(Photo-based point labeling data)

----------

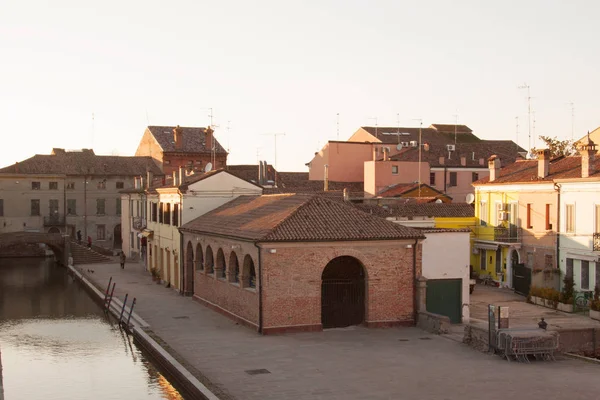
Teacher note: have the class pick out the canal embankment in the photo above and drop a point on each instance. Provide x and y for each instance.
(144, 337)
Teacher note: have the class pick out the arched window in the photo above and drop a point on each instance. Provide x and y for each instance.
(199, 258)
(210, 264)
(234, 268)
(249, 273)
(221, 268)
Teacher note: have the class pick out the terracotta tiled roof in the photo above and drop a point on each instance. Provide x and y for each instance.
(194, 139)
(401, 188)
(506, 150)
(526, 171)
(84, 162)
(293, 218)
(429, 135)
(412, 209)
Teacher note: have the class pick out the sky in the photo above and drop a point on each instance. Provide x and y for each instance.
(94, 74)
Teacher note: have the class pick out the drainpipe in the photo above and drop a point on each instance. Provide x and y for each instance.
(260, 316)
(415, 281)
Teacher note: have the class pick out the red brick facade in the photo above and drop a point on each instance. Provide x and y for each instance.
(291, 273)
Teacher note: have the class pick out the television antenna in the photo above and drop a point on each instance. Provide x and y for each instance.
(275, 139)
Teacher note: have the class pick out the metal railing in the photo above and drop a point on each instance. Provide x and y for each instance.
(54, 220)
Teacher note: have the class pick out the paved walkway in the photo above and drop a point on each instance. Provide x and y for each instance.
(352, 363)
(523, 314)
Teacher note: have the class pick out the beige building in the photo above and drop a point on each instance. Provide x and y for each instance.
(152, 216)
(69, 191)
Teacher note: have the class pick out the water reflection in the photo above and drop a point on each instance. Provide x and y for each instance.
(56, 343)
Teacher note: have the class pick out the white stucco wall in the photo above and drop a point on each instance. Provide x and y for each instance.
(446, 255)
(579, 244)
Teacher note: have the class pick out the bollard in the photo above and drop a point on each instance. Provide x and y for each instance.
(123, 308)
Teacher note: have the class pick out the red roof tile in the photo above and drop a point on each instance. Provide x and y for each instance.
(295, 217)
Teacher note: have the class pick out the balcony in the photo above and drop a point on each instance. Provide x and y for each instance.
(54, 220)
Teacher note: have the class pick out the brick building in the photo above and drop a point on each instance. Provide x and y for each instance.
(172, 147)
(293, 262)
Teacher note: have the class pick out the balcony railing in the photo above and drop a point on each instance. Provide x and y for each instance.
(54, 220)
(512, 234)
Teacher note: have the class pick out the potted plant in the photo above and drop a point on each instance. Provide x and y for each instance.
(566, 296)
(595, 304)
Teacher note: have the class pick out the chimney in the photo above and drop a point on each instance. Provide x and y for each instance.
(588, 157)
(494, 167)
(178, 136)
(181, 175)
(543, 163)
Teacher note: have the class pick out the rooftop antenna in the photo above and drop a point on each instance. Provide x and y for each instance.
(420, 131)
(275, 138)
(375, 118)
(455, 126)
(526, 86)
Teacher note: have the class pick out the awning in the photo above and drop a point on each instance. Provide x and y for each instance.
(485, 246)
(147, 233)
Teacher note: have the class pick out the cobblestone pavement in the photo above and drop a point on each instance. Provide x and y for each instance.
(521, 313)
(351, 363)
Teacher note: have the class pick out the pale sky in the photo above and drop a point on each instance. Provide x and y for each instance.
(290, 67)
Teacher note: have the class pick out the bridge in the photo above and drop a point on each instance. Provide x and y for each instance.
(58, 243)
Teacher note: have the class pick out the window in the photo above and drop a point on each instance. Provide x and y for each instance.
(100, 206)
(548, 224)
(548, 261)
(175, 214)
(453, 179)
(154, 208)
(100, 232)
(167, 216)
(585, 274)
(483, 216)
(570, 218)
(35, 207)
(71, 207)
(570, 268)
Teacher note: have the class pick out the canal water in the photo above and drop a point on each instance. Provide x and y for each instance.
(57, 343)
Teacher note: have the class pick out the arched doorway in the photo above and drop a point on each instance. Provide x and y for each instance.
(117, 241)
(342, 293)
(188, 284)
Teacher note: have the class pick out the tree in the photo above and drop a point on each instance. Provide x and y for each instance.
(557, 147)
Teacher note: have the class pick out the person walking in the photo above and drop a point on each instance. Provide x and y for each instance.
(122, 258)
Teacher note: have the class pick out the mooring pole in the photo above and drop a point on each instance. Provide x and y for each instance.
(123, 308)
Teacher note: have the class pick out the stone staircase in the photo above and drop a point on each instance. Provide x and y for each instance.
(83, 255)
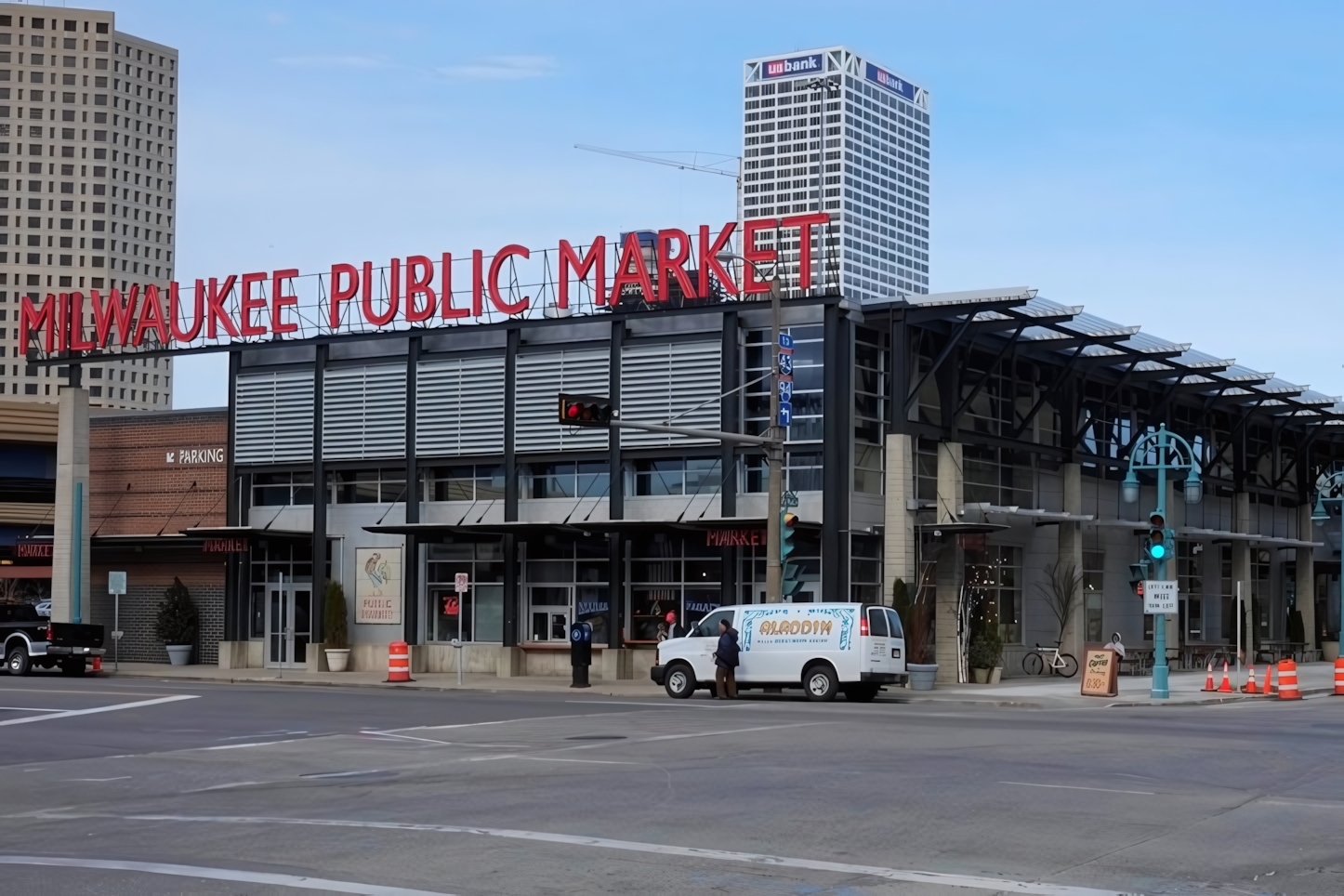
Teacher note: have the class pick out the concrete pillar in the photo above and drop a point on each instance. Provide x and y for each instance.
(1242, 571)
(951, 561)
(898, 548)
(1305, 585)
(1072, 555)
(72, 470)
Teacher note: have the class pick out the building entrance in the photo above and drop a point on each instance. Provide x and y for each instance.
(288, 622)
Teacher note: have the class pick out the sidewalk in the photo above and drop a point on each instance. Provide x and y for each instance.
(1027, 693)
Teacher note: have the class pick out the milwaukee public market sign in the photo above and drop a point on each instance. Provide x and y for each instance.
(267, 307)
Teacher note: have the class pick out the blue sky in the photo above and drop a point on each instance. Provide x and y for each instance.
(1174, 165)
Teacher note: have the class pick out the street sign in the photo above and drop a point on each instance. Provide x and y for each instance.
(1160, 597)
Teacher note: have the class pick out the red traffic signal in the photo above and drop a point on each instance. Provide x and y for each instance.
(585, 410)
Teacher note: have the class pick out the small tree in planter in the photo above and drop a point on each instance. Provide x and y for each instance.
(335, 627)
(178, 622)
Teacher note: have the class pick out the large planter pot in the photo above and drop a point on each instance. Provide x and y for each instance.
(922, 675)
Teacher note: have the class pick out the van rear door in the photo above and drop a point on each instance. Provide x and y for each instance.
(879, 633)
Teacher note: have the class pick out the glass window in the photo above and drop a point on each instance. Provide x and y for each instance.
(708, 626)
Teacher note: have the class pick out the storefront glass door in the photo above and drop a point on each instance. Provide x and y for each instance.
(288, 624)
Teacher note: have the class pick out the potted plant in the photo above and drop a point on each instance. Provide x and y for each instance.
(335, 627)
(177, 624)
(916, 621)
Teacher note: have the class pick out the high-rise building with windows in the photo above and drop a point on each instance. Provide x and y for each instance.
(87, 174)
(831, 130)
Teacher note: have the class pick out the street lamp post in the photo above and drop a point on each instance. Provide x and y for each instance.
(1329, 486)
(773, 449)
(1171, 453)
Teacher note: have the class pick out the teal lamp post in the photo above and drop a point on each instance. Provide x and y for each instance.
(1160, 452)
(1329, 486)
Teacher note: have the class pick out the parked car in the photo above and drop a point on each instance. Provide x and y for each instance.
(820, 648)
(33, 641)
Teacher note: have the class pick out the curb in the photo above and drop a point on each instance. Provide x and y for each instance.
(366, 685)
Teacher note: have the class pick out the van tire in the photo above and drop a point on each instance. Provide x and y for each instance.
(861, 692)
(679, 681)
(820, 682)
(17, 661)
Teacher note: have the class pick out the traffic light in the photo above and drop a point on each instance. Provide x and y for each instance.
(1159, 547)
(789, 582)
(585, 410)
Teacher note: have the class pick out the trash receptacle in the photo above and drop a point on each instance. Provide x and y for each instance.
(581, 653)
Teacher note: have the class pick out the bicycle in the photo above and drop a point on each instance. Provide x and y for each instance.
(1036, 661)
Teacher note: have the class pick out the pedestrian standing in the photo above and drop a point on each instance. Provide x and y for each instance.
(726, 663)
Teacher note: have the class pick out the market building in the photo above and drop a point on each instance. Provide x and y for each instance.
(969, 446)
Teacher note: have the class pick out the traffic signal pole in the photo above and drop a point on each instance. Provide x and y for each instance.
(1160, 670)
(774, 457)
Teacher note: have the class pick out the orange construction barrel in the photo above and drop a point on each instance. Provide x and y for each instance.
(1287, 680)
(398, 661)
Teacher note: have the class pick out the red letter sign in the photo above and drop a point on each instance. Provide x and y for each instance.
(500, 257)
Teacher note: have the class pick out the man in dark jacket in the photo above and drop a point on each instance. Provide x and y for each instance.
(726, 663)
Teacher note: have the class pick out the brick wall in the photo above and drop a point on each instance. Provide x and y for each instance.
(145, 587)
(133, 486)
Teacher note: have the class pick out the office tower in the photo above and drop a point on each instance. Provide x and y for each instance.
(87, 172)
(831, 130)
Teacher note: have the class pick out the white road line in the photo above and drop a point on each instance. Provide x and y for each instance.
(1100, 790)
(219, 874)
(69, 714)
(996, 884)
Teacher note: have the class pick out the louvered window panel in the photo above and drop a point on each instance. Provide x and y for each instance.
(364, 413)
(665, 380)
(274, 416)
(460, 406)
(541, 377)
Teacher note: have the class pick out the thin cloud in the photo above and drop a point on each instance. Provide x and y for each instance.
(503, 69)
(334, 62)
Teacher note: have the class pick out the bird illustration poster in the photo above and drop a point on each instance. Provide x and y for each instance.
(378, 586)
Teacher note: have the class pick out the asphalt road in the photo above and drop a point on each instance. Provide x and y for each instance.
(163, 787)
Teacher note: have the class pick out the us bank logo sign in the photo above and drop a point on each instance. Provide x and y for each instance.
(789, 67)
(897, 85)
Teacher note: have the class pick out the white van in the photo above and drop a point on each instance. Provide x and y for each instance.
(822, 648)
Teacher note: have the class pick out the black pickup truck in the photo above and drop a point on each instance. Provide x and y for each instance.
(33, 641)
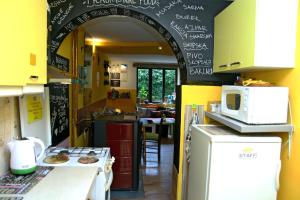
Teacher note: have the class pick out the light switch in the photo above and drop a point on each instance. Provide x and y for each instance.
(32, 59)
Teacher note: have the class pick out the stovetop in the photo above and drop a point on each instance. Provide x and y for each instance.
(79, 151)
(74, 153)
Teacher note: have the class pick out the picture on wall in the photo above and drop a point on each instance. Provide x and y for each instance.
(115, 83)
(114, 75)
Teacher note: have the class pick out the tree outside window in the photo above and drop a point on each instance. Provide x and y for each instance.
(159, 84)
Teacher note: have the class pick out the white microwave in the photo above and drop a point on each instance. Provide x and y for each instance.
(255, 105)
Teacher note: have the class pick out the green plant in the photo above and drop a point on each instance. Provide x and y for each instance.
(143, 93)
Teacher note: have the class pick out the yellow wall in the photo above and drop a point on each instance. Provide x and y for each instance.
(290, 172)
(200, 95)
(80, 60)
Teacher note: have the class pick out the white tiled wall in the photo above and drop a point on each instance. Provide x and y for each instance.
(9, 128)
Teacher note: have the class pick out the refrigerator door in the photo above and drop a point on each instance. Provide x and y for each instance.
(244, 171)
(199, 166)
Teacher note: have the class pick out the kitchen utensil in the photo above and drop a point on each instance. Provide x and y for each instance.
(23, 158)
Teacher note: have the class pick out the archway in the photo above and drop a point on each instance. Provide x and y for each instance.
(58, 36)
(186, 25)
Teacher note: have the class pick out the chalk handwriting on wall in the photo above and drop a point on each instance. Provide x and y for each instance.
(144, 4)
(187, 25)
(59, 112)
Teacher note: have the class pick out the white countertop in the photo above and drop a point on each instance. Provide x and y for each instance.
(63, 183)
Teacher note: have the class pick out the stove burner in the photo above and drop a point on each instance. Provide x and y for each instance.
(56, 159)
(64, 152)
(87, 160)
(91, 153)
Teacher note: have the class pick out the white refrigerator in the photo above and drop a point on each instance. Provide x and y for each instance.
(225, 165)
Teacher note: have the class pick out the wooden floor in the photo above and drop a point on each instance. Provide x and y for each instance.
(157, 177)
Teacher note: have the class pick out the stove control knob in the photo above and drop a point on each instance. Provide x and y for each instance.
(108, 165)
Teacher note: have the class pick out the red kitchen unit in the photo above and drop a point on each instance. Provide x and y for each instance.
(120, 140)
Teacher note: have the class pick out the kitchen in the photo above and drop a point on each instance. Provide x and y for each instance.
(288, 77)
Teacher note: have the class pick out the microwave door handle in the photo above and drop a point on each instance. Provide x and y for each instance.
(277, 183)
(222, 66)
(235, 63)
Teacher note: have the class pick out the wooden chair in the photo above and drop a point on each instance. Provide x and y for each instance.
(151, 139)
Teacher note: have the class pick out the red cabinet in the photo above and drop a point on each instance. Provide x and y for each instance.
(120, 140)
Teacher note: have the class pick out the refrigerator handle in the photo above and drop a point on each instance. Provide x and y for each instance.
(277, 184)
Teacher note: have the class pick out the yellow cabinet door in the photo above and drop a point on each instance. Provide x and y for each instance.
(36, 42)
(11, 40)
(234, 36)
(251, 34)
(23, 42)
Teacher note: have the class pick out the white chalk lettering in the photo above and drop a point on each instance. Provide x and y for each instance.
(194, 56)
(56, 3)
(57, 16)
(195, 28)
(200, 71)
(193, 7)
(194, 36)
(195, 46)
(188, 17)
(145, 4)
(206, 62)
(168, 7)
(182, 33)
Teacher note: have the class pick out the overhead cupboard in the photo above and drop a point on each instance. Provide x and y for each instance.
(23, 50)
(255, 34)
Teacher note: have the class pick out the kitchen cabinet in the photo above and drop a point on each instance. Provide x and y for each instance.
(256, 34)
(23, 41)
(120, 140)
(124, 140)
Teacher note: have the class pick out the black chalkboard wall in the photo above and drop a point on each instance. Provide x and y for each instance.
(187, 25)
(59, 112)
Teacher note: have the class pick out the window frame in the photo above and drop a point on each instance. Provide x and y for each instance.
(152, 67)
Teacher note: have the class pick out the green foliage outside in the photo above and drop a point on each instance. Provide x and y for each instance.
(157, 84)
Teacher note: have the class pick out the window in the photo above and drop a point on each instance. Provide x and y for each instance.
(156, 84)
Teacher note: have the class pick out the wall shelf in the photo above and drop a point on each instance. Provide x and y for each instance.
(246, 128)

----------

EXERCISE AIM. From the line with "Teacher note: have the class pick out the window frame" to the last line of the material, give every line again exactly, and only those lines.

ANSWER TO THE PROBLEM.
Teacher note: have the class pick out the window frame in the photo above and drop a point on each instance. Provide x and y for each instance.
(152, 67)
Teacher note: have the class pick out the green foliage outside in the photo above and drop a point on each instance. Provide x and y for each instance.
(157, 84)
Teacher note: have the class pick out the window in the photo above and drop a point on each instance. Provide x and y for each instance.
(156, 84)
Teacher note: have the class pick out the wall shelf in the photo above and drop a point on each instance. Provide x and y for each instance.
(246, 128)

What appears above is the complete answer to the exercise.